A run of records
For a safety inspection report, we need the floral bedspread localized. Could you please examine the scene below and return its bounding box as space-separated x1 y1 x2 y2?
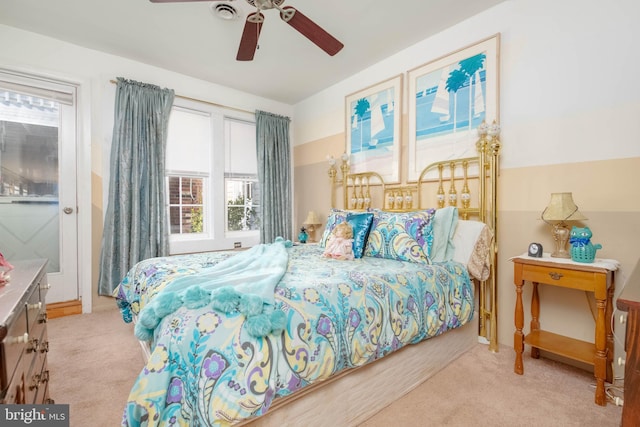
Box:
116 245 474 426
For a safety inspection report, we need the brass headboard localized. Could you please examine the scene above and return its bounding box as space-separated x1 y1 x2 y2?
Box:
329 123 501 352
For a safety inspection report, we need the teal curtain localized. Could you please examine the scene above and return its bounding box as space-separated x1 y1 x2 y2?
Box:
256 111 293 243
98 78 175 295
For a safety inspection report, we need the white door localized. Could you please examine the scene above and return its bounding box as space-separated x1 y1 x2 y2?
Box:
0 71 80 302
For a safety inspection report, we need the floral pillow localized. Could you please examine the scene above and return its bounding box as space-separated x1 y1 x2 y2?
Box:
364 209 435 264
320 209 347 248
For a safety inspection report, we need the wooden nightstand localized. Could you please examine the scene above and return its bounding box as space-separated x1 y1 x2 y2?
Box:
512 255 618 406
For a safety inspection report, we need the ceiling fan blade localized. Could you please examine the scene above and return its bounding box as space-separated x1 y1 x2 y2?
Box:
149 0 211 3
280 6 344 56
236 12 264 61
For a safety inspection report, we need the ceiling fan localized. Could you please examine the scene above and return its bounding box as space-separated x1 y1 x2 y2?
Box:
150 0 344 61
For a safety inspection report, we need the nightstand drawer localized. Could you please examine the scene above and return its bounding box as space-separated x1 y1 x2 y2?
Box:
522 265 601 292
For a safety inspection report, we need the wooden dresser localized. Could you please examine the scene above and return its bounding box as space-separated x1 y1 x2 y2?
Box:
616 262 640 427
0 259 53 404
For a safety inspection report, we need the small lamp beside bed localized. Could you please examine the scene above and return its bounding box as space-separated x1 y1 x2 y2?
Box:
541 193 587 258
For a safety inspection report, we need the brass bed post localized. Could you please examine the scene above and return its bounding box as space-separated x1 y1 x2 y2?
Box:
328 157 338 209
488 120 501 352
476 128 493 348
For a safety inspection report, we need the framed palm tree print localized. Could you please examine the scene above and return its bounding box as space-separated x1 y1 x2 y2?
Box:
407 34 500 181
345 75 402 184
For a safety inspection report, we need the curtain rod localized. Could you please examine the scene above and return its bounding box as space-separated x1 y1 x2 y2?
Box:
109 80 255 114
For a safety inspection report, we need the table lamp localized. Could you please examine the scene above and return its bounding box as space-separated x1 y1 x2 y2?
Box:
303 211 322 242
542 193 587 258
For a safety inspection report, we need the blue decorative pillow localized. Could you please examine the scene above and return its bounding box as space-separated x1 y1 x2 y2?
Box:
347 212 373 258
320 209 347 248
364 209 435 264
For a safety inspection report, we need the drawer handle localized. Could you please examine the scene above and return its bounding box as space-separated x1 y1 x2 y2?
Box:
27 301 42 310
29 374 40 390
6 332 29 344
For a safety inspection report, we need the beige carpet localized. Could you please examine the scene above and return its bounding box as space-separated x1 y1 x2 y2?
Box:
48 309 622 427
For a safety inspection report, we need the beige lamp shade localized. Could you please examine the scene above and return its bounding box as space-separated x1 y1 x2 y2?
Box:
542 193 587 222
304 211 321 225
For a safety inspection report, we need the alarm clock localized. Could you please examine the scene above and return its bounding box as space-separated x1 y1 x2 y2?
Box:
527 243 542 258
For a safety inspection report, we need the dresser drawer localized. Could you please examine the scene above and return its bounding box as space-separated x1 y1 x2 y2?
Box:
27 328 49 404
0 307 29 391
522 264 601 291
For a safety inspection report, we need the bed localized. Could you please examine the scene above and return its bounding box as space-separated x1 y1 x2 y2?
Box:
115 127 499 426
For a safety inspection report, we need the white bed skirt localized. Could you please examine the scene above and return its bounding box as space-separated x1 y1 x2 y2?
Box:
239 313 478 427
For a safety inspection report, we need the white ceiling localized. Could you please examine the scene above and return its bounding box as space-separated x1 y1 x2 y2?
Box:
0 0 504 104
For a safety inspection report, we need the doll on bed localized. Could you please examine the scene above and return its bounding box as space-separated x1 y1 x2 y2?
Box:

### What you will do
Reproduce every line of the material above without any changes, leaving out the pictures.

### Exercise output
For a safety inspection report, we need the floral bedspread localized. Could you please examine the scene below and return its bounding box as space-separated x1 y1 x2 y2?
Box:
116 245 474 426
For a safety inspection report, we need the brass headboard localized. Could you please examine the scene above and return its bounding box as space-separated x1 y1 x2 y2?
Box:
329 123 501 352
For a safety inspection report, we need the teal curtain localized. Could you please examine the scene above and return its bounding box as space-separated x1 y1 x2 y2?
Box:
256 111 293 243
98 78 175 295
For a safety inspection report, we need the white door localized. Could you please examine the scene above and return its bounding box as space-separated x1 y1 x2 y2?
Box:
0 71 80 302
For a safety inspection report, we need the floral pillow localized. Could you please examine the scene above and return its bounding box as space-separated x1 y1 x2 y2?
Box:
364 209 435 264
320 209 347 248
For a safety inspection report, we need the wooden nightstand localized. Could you please examine the scene above and return its bounding box as space-separated x1 y1 x2 y2?
Box:
512 255 618 406
For a safety inspection report, we need the ceiling fan blade localized. Could you please examine the scene above and return its bounding box as space-separated x1 y1 x2 y2?
Box:
149 0 211 3
280 6 344 56
236 12 264 61
For a safety inspection report, we need the ceiling fan localized. Could you please examine the scene above and return its bounding box as space-separated x1 y1 x2 y2?
Box:
150 0 344 61
For a safety inspection report, we need the nightstand drawer localized. Could you please examine the scene above and return its bounding box as space-separated x1 y1 x2 y2?
Box:
522 265 601 292
For a safety inspection report, we need the wooden dresser localized. Could you please examine the scene above and return its bounding box as space-separated x1 y1 x2 y2?
Box:
616 262 640 427
0 259 53 404
For a safety inspection report, we need the small lamp beside bed localized. Could you please examine the scene above and return its bounding box as space-separated x1 y1 x2 y2?
Box:
541 193 587 258
For a safety inspection report, we need the brass bed post localized. Could you please examine the scene above and return its bounding box as space-separated x1 y1 x2 y2?
Box:
328 157 338 209
488 120 501 352
476 128 493 348
For a safety inspection report, we need the framed palm tree print localized. Could you please examine the scene above and return its bounding box as space-separated x1 y1 x2 y2?
Box:
407 34 500 181
345 75 402 184
For a safety inspection report, we need the curtain rod localized. Could you please examine the scene above and return its bounding box as space-separated x1 y1 x2 y2?
Box:
109 80 255 114
For a safety inspection report, we need the table lamp localized. Could you please examine the scene above and return its bounding box as space-separated x1 y1 x2 y2?
Box:
303 211 322 242
542 193 587 258
For a safety inspection report, we need the blue decorative pillow localized. Could you please examine the scene above and return its bounding box as space-separated x1 y1 x2 y2?
Box:
347 212 373 258
320 209 347 248
364 209 435 264
For a safety inspection report, we need the drawer handle localized. Could you please examine the scene above and return its bounding box as space-separated x1 y1 x2 y2?
Box:
27 301 42 310
29 374 40 390
6 332 29 344
For a safety inspection report, we need the beige carpet localized. Could you please examine the scene above and return its bounding box as space-separated x1 y1 x2 y2?
Box:
48 309 622 427
For a safety inspection report, we need the beige lamp shade localized. Could you please examine the scene above and return its bounding box as space-separated x1 y1 x2 y2?
Box:
542 193 587 222
304 211 321 225
For a safety inspection report, we need the alarm clock localized. Could you please examine the scene above and return its bounding box as space-separated x1 y1 x2 y2?
Box:
527 243 542 258
For a safety inspection report, we need the dresser drawer localized. Could you please examine the scene above and return its bounding box as space-separated x1 y1 x2 y2?
Box:
27 328 49 404
0 307 29 391
522 264 601 291
For a safety inspection report, we need the bed localized. Could you please examine the scene above and return its bounding box as space-separated x1 y1 x2 y2?
Box:
115 127 499 426
For a safety inspection report, we need the white bed skirt localized. Could you please examine the scene above and return its bounding box as space-separated x1 y1 x2 y2?
Box:
239 313 478 427
For a safety inspection report, we need the white ceiling localized. Could you please examine the scene above and return its bounding box as space-separated x1 y1 x2 y2?
Box:
0 0 504 104
For a safety inspection report, we need the doll on bed localized. Could you please examine the scene above and return its bounding box as space-separated x1 y1 x2 y2?
Box:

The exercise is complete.